Records.
^^^^^^^^
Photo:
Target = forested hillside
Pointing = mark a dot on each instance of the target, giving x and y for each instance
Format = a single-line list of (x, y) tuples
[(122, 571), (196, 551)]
^^^^^^^^
Task brief.
Convert the lines of the entries above into a numbered list, omitting any blank lines.

Solution to the exercise.
1. Photo:
2. Target = forested hillside
3. Pointing = mark a dot on each instance of the target, giving x and y for each instance
4. Format = a single-line list of (x, y) tuples
5. [(122, 571), (196, 551)]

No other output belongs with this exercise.